INSTRUCTIONS FOR THE TASK
In the material below, repeat only the lines from the one that holds "bottle neck, newline-separated" through the final line, exactly as they stand.

## begin

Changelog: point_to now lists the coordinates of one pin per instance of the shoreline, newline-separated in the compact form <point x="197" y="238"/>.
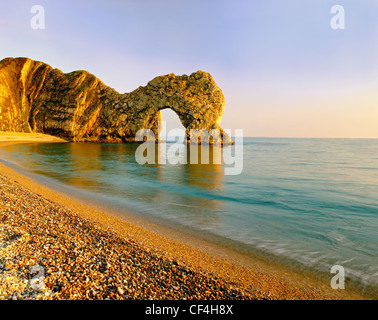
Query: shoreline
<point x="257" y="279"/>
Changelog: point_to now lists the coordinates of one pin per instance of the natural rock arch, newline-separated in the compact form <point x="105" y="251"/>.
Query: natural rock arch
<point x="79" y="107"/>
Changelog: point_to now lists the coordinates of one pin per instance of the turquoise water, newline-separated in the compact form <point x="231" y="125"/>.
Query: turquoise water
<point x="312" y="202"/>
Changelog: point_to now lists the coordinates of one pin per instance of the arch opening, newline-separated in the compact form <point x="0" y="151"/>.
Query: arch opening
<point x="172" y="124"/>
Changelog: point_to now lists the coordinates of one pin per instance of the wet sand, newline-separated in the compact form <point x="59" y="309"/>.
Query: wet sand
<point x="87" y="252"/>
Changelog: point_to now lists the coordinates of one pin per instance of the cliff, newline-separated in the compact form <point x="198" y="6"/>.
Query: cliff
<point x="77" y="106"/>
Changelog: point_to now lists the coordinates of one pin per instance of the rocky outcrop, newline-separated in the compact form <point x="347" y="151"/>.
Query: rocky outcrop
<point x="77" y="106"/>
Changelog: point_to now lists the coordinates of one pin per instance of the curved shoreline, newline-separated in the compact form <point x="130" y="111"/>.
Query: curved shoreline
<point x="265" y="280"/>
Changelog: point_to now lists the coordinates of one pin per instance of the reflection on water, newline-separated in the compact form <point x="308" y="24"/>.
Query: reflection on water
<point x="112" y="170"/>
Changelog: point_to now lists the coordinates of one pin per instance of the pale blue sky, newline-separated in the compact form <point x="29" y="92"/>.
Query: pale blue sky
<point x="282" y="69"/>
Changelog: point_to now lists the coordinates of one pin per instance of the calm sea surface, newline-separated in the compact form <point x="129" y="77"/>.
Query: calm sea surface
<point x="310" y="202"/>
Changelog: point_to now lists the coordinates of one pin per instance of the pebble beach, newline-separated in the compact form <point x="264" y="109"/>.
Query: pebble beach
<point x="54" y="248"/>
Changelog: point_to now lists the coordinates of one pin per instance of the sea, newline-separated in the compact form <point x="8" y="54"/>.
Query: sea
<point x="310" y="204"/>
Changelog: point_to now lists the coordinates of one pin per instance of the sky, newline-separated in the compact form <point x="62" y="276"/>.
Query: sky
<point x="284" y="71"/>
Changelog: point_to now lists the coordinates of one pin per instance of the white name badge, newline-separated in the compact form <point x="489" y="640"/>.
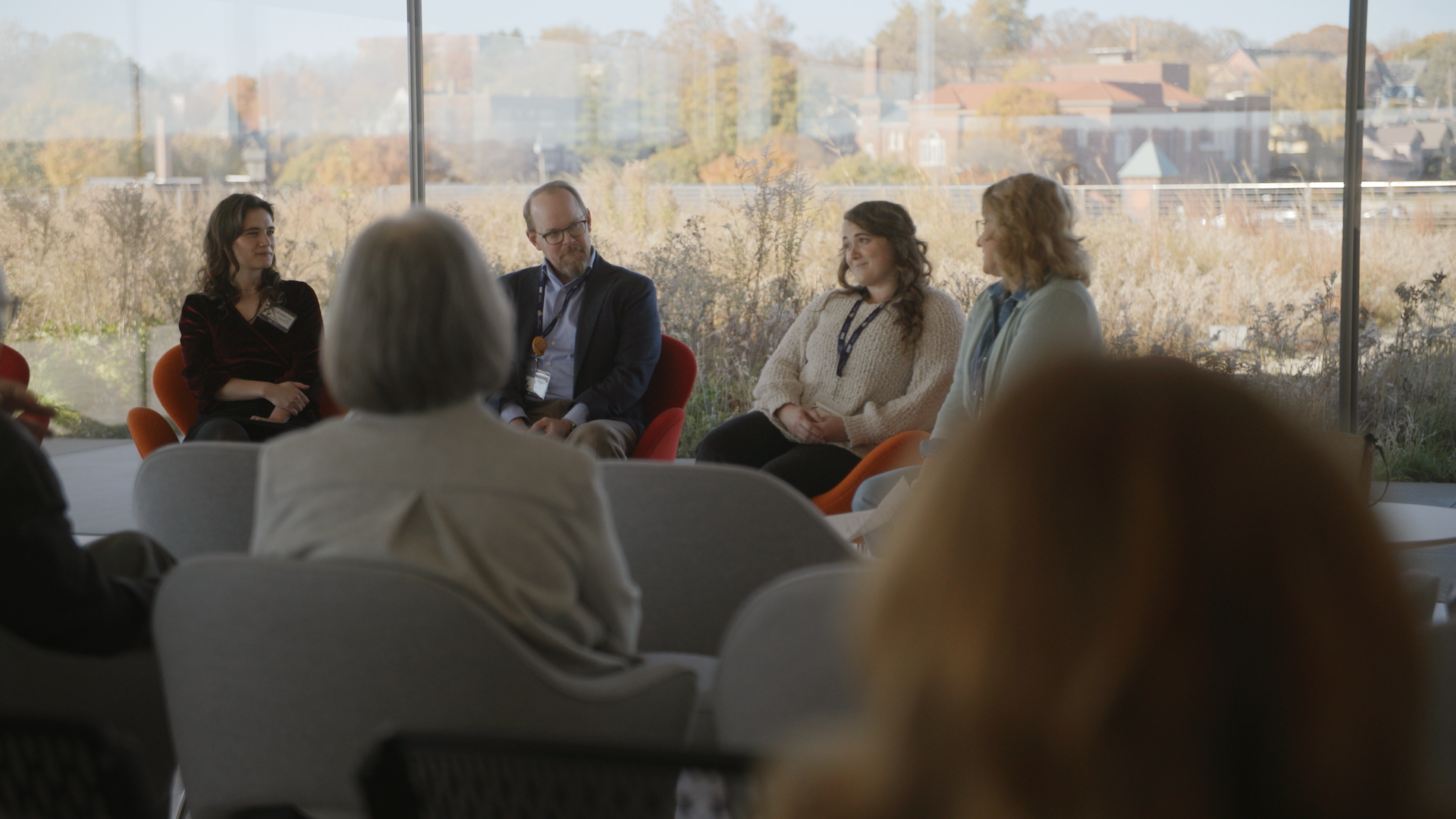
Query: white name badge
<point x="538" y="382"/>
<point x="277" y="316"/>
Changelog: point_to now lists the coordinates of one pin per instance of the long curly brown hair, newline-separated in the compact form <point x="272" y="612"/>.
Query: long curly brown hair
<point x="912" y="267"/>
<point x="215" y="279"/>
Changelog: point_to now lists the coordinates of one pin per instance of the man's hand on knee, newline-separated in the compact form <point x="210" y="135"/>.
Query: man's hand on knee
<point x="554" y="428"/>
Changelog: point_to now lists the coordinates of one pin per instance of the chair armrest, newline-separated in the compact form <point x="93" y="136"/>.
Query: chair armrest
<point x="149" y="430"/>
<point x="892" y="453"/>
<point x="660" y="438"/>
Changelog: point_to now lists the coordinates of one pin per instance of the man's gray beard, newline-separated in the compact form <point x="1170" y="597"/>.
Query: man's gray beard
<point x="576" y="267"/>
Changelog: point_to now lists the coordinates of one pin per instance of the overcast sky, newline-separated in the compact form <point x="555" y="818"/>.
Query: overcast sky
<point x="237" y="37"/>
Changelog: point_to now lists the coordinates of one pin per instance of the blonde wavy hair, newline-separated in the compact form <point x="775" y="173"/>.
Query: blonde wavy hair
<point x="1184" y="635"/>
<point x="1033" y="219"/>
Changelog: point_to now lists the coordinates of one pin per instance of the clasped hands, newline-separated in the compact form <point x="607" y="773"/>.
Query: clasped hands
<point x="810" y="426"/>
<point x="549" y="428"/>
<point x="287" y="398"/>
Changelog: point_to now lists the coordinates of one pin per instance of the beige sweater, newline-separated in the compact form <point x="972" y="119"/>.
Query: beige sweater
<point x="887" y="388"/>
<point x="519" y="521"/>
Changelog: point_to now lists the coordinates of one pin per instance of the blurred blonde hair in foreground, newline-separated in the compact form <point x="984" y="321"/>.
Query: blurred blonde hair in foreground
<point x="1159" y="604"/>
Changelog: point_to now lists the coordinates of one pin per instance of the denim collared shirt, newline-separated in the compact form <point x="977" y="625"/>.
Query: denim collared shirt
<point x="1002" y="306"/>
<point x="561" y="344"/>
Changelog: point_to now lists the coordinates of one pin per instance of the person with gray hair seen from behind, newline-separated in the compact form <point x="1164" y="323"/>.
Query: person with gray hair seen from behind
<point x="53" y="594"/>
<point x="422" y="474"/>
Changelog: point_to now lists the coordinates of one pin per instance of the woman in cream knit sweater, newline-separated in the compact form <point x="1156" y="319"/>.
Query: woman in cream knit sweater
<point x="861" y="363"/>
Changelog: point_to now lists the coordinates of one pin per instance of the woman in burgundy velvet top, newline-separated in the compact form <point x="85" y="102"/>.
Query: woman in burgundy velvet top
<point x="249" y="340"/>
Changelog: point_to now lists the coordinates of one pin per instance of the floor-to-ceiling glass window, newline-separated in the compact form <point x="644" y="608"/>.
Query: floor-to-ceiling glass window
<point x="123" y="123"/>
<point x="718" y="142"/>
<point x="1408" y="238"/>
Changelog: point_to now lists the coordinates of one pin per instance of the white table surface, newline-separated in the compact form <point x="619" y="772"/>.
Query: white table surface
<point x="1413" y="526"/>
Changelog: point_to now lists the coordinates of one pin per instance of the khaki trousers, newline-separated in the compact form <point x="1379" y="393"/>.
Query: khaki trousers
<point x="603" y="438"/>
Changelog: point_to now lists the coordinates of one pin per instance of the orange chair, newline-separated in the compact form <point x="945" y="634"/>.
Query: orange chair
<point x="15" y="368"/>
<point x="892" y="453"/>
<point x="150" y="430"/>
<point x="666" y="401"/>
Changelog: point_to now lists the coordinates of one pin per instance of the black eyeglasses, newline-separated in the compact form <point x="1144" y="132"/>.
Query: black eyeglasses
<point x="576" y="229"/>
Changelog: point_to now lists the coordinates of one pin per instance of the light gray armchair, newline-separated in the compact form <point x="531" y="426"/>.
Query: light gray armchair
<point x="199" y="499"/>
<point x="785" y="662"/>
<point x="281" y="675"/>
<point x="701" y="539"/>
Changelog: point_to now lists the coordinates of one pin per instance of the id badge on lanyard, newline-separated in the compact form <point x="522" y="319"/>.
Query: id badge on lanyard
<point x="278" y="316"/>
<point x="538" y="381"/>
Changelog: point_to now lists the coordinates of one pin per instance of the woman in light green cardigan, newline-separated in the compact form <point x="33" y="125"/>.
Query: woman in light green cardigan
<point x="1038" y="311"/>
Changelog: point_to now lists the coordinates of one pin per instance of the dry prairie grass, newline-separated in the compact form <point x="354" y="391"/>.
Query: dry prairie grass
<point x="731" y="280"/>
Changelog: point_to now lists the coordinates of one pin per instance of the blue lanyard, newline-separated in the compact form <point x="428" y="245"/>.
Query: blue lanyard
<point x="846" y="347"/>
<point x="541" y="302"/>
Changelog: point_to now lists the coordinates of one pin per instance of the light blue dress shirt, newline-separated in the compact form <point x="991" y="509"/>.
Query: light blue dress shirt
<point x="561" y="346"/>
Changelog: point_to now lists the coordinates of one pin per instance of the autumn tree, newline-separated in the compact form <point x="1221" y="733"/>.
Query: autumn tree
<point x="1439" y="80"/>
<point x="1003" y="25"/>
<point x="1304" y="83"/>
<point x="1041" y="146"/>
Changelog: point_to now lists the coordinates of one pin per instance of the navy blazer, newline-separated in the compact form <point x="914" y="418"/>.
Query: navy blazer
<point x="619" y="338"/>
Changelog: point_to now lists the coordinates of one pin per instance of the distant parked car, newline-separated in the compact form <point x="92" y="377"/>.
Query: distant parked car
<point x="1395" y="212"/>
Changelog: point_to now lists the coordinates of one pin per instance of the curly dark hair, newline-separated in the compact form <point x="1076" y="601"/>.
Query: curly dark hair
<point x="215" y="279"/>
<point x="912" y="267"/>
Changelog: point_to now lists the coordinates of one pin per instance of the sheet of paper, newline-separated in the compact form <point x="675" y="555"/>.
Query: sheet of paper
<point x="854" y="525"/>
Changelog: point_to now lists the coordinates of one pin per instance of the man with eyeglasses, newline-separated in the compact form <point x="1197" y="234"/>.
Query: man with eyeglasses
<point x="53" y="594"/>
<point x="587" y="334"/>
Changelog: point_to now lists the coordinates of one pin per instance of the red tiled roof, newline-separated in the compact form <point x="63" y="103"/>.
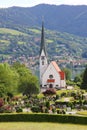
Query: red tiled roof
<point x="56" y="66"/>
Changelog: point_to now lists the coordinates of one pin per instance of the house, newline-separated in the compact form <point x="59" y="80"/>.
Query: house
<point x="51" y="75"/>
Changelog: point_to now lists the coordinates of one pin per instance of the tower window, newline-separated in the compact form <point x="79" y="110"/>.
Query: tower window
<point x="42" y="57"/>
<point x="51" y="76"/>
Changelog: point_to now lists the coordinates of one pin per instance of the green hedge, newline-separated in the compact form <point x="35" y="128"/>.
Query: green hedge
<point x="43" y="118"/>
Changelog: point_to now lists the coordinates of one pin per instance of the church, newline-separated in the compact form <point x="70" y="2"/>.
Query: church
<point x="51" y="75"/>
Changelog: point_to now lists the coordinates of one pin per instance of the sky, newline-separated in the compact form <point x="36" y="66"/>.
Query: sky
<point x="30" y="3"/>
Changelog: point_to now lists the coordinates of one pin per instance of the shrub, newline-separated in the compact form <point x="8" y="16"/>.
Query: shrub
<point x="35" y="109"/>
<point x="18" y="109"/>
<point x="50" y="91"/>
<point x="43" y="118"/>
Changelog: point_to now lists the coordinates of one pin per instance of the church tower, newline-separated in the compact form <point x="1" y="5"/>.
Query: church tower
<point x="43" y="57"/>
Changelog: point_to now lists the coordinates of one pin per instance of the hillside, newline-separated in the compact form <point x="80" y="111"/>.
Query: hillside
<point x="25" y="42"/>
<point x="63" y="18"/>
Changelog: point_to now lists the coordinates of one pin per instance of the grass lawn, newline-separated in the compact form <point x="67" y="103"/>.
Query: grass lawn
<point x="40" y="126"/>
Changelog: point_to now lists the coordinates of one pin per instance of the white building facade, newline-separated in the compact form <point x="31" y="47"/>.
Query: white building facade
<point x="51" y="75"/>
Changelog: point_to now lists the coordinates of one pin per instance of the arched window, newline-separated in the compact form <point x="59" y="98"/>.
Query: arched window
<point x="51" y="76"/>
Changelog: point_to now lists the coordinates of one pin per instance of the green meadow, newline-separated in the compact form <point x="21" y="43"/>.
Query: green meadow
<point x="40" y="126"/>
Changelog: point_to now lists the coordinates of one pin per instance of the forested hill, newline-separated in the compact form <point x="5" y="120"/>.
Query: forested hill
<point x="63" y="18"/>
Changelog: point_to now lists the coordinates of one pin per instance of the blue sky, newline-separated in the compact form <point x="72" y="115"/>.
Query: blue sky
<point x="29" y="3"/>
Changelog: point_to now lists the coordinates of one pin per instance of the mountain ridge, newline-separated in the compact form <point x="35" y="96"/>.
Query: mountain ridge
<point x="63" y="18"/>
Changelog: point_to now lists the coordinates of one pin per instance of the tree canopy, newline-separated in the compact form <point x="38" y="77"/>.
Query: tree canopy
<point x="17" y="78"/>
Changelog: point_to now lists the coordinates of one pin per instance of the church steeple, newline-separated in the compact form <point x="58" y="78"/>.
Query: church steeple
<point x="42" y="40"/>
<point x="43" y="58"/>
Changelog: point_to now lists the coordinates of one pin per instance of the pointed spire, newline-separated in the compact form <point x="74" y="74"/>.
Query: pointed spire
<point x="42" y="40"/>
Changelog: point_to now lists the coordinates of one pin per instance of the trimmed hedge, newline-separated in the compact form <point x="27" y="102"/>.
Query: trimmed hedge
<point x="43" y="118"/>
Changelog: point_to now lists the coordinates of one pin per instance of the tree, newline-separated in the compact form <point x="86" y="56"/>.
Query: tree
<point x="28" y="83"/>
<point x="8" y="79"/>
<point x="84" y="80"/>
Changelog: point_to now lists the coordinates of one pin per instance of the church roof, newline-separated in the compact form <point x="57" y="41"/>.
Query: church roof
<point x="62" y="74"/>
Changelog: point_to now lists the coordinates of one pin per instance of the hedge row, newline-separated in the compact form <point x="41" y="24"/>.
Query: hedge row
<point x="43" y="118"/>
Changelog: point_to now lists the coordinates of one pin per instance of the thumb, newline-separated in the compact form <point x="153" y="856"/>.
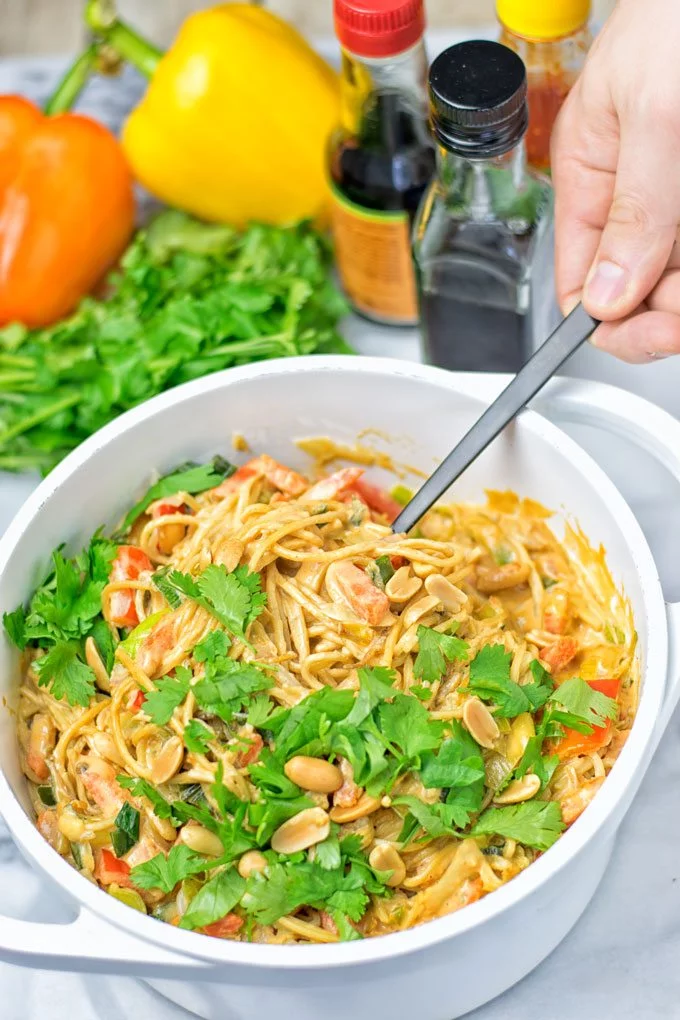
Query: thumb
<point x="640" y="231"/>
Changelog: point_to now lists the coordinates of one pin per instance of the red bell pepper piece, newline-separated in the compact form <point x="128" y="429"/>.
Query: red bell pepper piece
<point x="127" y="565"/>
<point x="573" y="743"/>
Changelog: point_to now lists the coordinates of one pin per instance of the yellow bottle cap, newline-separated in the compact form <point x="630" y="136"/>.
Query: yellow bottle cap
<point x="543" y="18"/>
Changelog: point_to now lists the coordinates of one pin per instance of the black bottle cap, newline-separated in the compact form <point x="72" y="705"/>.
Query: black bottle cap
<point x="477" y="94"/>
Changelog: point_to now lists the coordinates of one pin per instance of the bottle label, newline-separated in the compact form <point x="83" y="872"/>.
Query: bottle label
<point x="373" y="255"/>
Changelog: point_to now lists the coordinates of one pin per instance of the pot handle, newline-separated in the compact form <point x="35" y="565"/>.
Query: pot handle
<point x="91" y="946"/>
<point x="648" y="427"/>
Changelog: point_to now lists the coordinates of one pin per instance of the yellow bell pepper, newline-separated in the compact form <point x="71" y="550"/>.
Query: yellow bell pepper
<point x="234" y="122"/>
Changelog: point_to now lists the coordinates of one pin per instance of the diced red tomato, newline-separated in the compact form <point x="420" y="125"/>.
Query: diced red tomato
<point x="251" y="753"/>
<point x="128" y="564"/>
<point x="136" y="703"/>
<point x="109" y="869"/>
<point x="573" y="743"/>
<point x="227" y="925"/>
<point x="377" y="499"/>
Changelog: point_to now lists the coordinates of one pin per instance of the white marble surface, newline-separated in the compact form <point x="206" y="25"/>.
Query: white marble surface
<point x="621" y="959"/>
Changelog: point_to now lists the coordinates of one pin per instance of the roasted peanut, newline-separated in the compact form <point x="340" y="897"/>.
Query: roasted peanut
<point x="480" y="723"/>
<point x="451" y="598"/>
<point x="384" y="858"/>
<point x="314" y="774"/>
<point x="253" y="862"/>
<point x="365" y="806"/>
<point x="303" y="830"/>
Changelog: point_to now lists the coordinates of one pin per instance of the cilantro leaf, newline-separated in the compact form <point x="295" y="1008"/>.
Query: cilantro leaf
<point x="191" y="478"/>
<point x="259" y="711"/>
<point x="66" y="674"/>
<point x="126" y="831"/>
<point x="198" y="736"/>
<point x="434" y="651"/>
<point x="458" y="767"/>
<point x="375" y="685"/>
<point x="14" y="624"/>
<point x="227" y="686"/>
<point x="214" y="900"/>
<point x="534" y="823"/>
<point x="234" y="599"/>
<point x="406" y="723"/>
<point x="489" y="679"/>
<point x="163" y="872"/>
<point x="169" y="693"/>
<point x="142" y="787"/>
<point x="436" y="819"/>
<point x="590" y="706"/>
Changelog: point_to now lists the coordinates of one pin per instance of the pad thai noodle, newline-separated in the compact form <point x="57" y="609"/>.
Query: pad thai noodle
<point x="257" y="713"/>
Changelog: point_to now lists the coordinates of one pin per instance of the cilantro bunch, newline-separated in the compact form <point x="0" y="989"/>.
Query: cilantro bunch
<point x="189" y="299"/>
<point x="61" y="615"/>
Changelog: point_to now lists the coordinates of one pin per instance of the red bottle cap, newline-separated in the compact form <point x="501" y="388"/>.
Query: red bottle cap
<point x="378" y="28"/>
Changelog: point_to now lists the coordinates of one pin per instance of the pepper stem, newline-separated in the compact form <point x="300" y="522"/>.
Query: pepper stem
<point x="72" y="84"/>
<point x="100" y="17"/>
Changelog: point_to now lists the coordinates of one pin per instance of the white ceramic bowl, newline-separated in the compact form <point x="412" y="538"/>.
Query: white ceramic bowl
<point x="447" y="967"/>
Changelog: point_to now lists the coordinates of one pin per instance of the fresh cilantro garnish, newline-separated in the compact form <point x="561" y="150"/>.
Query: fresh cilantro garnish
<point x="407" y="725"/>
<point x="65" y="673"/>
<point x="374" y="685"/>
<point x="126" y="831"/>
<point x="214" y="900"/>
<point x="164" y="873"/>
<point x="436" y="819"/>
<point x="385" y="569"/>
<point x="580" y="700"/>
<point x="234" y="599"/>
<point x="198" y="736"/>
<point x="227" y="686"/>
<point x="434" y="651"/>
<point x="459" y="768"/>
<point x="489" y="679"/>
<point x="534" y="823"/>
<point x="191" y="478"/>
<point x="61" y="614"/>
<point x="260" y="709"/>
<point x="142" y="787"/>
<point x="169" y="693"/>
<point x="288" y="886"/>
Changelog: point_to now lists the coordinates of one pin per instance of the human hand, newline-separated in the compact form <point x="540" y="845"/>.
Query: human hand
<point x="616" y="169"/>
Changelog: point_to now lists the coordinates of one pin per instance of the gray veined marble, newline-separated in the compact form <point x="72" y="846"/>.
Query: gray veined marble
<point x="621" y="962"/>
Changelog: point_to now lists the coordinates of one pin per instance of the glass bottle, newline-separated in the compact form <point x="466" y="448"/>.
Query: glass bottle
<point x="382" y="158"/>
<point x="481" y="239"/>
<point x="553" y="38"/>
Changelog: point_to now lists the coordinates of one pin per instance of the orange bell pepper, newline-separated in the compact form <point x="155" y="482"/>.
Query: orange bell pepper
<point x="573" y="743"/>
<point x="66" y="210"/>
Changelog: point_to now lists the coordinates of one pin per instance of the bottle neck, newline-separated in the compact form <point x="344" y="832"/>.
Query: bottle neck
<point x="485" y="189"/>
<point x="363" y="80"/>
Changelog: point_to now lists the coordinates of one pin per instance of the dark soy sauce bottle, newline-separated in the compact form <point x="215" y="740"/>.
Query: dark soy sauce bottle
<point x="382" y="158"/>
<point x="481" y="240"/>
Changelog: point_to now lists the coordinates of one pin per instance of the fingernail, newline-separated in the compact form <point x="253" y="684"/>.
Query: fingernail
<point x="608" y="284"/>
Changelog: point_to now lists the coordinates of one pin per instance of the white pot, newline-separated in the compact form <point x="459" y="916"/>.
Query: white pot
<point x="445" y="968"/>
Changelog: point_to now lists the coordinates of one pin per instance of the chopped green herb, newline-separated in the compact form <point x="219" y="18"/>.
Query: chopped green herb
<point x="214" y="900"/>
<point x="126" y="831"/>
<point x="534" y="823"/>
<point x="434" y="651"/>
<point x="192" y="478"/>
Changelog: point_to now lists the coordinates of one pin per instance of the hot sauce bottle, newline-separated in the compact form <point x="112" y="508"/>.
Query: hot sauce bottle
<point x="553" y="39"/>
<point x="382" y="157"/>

## end

ANSWER TO THE EXERCISE
Changelog: point_to now lists the coordinates of one pin per instance of the bottle neck, newline-separated in the compact form <point x="344" y="832"/>.
Query: bottle neck
<point x="485" y="189"/>
<point x="363" y="80"/>
Changelog: point_to now lists the coordinates of one pin per instance of the dark soy sauce bottle, newline-separated in the compact form <point x="215" y="740"/>.
Query: dark soy sauce bottle
<point x="382" y="158"/>
<point x="481" y="240"/>
Changelog: point_to now lists the coordinates of one pin per instance of the fingernail, newline-separated in the compact form <point x="253" y="684"/>.
Query: fingernail
<point x="608" y="284"/>
Changelog: point_to now lists the coordinates of one pin per instance of the white pot, newline-separated in the compact form <point x="459" y="916"/>.
Query: white pot
<point x="445" y="968"/>
Changelog: point_to now lists the coordinates of one pin per instance of the chopped green herb, newline-separated in the compact form <point x="219" y="18"/>.
Query: chopped green herb
<point x="214" y="900"/>
<point x="126" y="831"/>
<point x="534" y="823"/>
<point x="434" y="651"/>
<point x="192" y="478"/>
Changelog: point_to now lists the coordinates of one pin per instance of the hot sauce bottle, newline-separated in the compact form <point x="112" y="508"/>.
Query: hot sauce bottle
<point x="553" y="39"/>
<point x="382" y="157"/>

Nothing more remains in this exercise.